Goal of the exercise ->
Copy nothing from the entries below except the lines from the one containing "x=365, y=84" through the one containing "x=368, y=145", and copy those exactly.
(Exercise data begins)
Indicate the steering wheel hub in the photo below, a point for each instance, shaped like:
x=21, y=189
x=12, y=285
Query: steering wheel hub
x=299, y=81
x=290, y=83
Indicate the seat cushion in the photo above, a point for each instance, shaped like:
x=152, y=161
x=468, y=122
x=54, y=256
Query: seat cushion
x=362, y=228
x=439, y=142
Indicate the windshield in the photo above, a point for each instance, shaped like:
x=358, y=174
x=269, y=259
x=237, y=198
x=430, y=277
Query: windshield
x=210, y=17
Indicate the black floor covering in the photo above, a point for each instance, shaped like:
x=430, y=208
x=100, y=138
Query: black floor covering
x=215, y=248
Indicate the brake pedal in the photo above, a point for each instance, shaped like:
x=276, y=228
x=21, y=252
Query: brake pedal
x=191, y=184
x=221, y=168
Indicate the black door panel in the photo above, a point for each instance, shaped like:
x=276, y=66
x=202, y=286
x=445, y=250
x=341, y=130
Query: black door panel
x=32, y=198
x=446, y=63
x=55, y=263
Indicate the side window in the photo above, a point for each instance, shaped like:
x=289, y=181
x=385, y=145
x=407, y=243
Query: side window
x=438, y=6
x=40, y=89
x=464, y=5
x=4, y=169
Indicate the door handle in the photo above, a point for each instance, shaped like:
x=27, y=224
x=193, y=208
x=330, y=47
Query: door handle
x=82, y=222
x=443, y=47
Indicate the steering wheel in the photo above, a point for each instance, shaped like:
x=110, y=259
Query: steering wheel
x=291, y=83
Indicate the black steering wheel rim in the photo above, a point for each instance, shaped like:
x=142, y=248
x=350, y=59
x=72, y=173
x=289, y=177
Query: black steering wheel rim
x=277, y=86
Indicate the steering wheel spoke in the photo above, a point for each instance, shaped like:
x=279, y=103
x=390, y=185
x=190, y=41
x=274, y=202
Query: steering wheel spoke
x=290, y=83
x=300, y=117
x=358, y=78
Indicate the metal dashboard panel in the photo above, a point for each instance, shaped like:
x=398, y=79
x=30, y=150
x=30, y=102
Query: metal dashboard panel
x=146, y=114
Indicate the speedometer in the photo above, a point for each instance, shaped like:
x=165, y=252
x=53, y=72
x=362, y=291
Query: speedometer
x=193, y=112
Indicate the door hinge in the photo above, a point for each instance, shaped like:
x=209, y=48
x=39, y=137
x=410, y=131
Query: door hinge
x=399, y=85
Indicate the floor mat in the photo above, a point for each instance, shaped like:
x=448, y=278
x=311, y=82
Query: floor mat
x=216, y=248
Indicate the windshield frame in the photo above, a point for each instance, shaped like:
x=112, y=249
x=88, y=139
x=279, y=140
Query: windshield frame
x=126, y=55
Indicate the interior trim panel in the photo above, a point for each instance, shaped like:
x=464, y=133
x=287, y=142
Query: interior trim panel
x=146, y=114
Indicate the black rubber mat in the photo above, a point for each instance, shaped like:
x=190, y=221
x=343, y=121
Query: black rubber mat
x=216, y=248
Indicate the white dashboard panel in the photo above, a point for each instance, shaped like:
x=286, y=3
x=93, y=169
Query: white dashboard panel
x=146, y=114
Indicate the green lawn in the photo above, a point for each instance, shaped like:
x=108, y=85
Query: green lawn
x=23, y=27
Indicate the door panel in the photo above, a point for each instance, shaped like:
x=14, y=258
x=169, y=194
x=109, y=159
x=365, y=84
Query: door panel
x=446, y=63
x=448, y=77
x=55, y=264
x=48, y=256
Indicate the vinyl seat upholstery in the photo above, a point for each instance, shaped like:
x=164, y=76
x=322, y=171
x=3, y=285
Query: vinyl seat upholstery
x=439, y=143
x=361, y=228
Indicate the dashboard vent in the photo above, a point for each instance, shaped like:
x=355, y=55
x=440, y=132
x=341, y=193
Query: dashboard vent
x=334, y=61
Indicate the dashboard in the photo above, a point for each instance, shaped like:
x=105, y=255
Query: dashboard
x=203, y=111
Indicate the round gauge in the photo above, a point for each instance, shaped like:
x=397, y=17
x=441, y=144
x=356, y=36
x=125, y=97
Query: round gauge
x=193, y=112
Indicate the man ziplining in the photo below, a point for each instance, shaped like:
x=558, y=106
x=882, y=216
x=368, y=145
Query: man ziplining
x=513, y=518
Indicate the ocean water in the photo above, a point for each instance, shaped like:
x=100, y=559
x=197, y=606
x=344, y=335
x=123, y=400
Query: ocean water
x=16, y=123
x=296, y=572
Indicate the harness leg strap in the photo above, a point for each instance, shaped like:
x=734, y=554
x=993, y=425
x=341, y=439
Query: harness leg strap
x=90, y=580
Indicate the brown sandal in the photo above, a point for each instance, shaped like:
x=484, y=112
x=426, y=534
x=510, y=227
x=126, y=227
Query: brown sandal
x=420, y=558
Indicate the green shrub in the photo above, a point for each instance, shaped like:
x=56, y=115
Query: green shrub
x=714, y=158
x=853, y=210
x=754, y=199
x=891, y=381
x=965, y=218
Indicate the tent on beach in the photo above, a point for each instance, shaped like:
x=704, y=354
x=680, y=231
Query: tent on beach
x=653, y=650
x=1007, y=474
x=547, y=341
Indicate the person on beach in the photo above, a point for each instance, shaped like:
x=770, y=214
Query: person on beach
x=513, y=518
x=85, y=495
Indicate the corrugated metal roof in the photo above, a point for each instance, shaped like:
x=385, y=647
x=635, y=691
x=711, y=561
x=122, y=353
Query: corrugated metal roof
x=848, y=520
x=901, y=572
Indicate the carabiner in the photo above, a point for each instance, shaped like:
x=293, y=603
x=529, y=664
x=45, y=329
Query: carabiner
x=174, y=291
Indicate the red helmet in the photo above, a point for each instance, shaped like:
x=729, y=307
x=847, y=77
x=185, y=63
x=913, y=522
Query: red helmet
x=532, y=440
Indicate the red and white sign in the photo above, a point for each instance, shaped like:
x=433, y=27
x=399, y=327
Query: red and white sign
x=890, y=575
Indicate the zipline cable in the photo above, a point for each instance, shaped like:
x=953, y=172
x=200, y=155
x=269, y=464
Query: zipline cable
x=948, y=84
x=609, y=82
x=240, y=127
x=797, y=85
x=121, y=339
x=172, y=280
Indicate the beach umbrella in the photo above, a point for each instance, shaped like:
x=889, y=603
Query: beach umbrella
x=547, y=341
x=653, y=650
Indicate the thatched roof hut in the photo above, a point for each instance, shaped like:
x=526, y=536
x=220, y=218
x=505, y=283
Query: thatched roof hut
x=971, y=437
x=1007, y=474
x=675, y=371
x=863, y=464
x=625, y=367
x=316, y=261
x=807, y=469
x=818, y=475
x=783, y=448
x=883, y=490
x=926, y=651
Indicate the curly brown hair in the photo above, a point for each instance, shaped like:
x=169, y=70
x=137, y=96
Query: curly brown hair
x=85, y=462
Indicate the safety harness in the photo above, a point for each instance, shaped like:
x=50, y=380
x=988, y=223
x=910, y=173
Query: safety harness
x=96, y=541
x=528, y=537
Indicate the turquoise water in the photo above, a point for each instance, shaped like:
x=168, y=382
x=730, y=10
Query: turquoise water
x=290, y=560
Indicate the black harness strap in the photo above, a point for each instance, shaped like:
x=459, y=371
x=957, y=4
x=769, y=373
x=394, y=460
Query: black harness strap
(Exercise data ends)
Finished exercise ->
x=365, y=84
Query: door panel
x=446, y=63
x=448, y=77
x=55, y=264
x=48, y=256
Indicate the vinyl seat upholstery in the photo above, a point for each instance, shaped like:
x=164, y=76
x=322, y=171
x=3, y=285
Query: vinyl seat upholstery
x=439, y=143
x=361, y=228
Indicate the dashboard vent in the photo above, a point for each instance, shaped like:
x=355, y=55
x=440, y=132
x=341, y=193
Query: dashboard vent
x=334, y=61
Indicate the dashboard in the photo above, a point for each instance, shaped like:
x=105, y=255
Query: dashboard
x=203, y=111
Indicate the round gauge in the photo above, a point for each instance, shaped like:
x=397, y=17
x=441, y=144
x=356, y=36
x=125, y=97
Query: round gauge
x=193, y=112
Indicate the man ziplining in the photo below, a point for each instance, shaped like:
x=558, y=106
x=882, y=216
x=368, y=145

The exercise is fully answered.